Split sting by hypens

  • Hi Guys,

    I have one task to derived column values by splitting the string by hypens

    below is the DDL,


    CREATE TABLE #TABLE
    (COL VARCHAR (100) )

    INSERT INTO #TABLE VALUES ('Sam Capali - Test1 - 12526 - 1 - Period 2')
    INSERT INTO #TABLE VALUES ('Mike M Capela')
    INSERT INTO #TABLE VALUES ('Natalie Simon - Test1/Test2/Test3 Gr 5 - 25143 - 3 - Period 3')
    INSERT INTO #TABLE VALUES ('James Germeny - Test1 & Test2 Ed - 62549 - 2 - Period 2')

    desired output is,

    column1        column2                       column3    column4    column5
    Sam Capali      Test1                         12526       1        Period 2
    Mike M Capela
    Natalie Simon    Test1/Test2/Test3 Gr 5       25143       3        Period 3
    James Germeny    Test1 & Test2 Ed             62549       2        Period 2

    Please help me to build this, Thanks for your help in advance.

    Looking forward for any inputs from you guys.
    Thanks

  • This will split the data:
    SELECT col, ds.ItemNumber, ds.Item
    FROM #Table t
    CROSS APPLY Utilities.dbo.DelimitedSplit8K(col,'-') ds

    Then you would have to pivot it. This is most of the way there:
    SELECT x.col
         , MAX(x.col1) AS c1
         , MAX(x.col2) AS c2
         , MAX(x.col3) AS c3
         , MAX(x.col4) AS c4
         , MAX(x.col5) AS c5
    FROM
    (SELECT col
        , item
        , itemNumber
        , case when itemNumber = 1 then Item else NULL end AS col1
        , case when itemNumber = 2 then Item else NULL end AS col2
        , case when itemNumber = 3 then Item else NULL end AS col3
        , case when itemNumber = 4 then Item else NULL end AS col4
        , case when itemNumber = 5 then Item else NULL end AS col5    
    FROM #Table t
    CROSS APPLY Utilities.dbo.DelimitedSplit8K(col,'-') ds) x
    GROUP BY x.col

  • Will there always be 5 parts? Could there be more, less, an unknown number?

    Thom~

    Excuse my typos and sometimes awful grammar. My fingers work faster than my brain does.
    Larnu.uk

  • Check the function from this article
    😎

    The function (slightly modified)

Required task 1: Retype the thread on splitting a string by hyphens from "INSERT INTO #TABLE VALUES ('Natalie" up to and including "from you guys.".
The forum thread and the listing have no connection to each other.

Data shown:

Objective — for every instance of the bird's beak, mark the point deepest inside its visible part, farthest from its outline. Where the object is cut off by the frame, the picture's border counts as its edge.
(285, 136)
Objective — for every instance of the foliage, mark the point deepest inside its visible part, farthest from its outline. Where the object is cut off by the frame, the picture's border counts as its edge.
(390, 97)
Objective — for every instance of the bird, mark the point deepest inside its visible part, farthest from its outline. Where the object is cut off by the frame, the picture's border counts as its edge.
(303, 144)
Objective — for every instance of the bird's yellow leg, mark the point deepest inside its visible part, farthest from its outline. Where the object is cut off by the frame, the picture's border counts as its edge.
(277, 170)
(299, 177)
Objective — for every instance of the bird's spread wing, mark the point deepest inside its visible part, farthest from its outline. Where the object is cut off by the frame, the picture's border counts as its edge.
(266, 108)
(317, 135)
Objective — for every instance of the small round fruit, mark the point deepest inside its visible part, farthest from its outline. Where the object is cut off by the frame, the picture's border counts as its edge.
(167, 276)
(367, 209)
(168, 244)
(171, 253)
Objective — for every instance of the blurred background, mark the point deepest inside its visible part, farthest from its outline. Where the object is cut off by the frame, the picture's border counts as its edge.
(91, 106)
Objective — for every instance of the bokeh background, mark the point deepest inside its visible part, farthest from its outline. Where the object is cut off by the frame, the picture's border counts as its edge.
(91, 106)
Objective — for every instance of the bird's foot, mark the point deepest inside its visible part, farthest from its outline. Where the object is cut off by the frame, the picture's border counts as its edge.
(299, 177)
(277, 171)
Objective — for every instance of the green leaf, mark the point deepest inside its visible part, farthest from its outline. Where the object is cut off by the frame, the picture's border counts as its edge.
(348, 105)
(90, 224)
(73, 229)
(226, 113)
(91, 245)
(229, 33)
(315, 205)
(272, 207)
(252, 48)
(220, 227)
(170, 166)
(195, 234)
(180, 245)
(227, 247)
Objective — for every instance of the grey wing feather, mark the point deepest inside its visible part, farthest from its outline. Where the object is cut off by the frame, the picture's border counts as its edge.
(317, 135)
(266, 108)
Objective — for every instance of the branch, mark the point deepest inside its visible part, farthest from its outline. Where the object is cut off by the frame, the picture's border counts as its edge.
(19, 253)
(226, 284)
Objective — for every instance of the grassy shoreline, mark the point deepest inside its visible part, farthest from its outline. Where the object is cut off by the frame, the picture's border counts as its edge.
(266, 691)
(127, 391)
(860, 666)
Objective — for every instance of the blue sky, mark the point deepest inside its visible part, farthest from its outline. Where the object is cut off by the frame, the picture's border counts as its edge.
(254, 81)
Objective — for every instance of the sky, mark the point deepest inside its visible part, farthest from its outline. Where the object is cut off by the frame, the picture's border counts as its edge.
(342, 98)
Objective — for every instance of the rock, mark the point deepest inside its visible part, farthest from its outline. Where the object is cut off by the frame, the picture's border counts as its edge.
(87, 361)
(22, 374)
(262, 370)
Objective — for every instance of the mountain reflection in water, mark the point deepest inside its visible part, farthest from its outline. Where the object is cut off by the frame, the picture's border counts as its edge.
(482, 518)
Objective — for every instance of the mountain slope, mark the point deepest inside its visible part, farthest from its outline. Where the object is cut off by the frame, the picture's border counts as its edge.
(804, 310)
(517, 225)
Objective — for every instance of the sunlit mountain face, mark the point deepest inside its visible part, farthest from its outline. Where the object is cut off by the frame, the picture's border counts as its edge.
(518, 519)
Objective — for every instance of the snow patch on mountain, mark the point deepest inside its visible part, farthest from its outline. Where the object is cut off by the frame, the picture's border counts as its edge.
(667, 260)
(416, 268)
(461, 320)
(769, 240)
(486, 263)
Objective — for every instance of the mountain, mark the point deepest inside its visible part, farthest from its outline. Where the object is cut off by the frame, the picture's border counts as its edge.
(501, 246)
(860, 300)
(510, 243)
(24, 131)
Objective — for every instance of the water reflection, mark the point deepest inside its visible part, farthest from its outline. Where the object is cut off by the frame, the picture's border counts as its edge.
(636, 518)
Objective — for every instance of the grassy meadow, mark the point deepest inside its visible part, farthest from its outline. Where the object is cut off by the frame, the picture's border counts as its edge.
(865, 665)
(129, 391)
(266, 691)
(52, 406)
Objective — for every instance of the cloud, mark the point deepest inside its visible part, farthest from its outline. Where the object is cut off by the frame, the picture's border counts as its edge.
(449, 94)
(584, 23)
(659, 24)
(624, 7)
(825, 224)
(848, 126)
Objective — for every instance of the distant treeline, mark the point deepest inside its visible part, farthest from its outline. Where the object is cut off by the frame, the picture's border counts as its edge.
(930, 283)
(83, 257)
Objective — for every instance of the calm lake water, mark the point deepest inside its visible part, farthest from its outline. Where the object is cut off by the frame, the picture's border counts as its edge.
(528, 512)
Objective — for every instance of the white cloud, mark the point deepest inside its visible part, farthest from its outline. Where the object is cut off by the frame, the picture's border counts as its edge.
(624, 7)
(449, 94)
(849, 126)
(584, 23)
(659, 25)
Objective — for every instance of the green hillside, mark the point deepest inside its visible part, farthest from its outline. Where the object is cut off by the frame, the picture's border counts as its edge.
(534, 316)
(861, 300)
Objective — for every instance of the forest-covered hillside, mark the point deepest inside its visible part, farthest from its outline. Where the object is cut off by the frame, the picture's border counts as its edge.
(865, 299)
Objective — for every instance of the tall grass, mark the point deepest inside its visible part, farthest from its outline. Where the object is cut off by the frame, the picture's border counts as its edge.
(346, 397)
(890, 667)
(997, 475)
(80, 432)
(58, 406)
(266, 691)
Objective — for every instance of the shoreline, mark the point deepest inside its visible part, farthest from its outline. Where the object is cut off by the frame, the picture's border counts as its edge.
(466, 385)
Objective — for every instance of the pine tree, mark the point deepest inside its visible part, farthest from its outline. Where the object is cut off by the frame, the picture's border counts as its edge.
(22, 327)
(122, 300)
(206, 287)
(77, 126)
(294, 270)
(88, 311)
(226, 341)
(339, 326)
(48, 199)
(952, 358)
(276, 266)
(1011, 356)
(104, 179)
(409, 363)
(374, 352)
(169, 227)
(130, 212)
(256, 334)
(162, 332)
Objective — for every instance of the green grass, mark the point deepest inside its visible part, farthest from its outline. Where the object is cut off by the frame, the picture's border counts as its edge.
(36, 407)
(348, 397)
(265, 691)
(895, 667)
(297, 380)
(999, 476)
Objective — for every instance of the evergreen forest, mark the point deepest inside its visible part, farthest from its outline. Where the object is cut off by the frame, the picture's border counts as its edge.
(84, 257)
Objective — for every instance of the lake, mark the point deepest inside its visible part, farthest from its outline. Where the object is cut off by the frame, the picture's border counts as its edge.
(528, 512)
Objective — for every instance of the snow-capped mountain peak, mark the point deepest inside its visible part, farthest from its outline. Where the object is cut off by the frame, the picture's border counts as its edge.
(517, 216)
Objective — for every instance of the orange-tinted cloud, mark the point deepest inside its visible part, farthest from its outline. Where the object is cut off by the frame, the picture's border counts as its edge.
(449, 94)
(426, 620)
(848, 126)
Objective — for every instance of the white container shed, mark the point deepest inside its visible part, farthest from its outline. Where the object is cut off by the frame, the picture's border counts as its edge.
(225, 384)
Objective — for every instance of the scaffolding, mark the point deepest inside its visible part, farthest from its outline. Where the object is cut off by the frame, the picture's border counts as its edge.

Required task 2: Pull out every line of the listing that contains the string "reflection", matching case exactly.

Complete response 1:
INSERT INTO #TABLE VALUES ('Natalie Simon - Test1/Test2/Test3 Gr 5 - 25143 - 3 - Period 3')
    INSERT INTO #TABLE VALUES ('James Germeny - Test1 & Test2 Ed - 62549 - 2 - Period 2')

    desired output is,

    column1        column2                       column3    column4    column5
    Sam Capali      Test1                         12526       1        Period 2
    Mike M Capela
    Natalie Simon    Test1/Test2/Test3 Gr 5       25143       3        Period 3
    James Germeny    Test1 & Test2 Ed             62549       2        Period 2

    Please help me to build this, Thanks for your help in advance.

    Looking forward for any inputs from you guys.

Complete response 2:
Objective — for every instance of the mountain reflection in water, mark the point deepest inside its visible part, farthest from its outline. Where the object is cut off by the frame, the picture's border counts as its edge.
Objective — for every instance of the water reflection, mark the point deepest inside its visible part, farthest from its outline. Where the object is cut off by the frame, the picture's border counts as its edge.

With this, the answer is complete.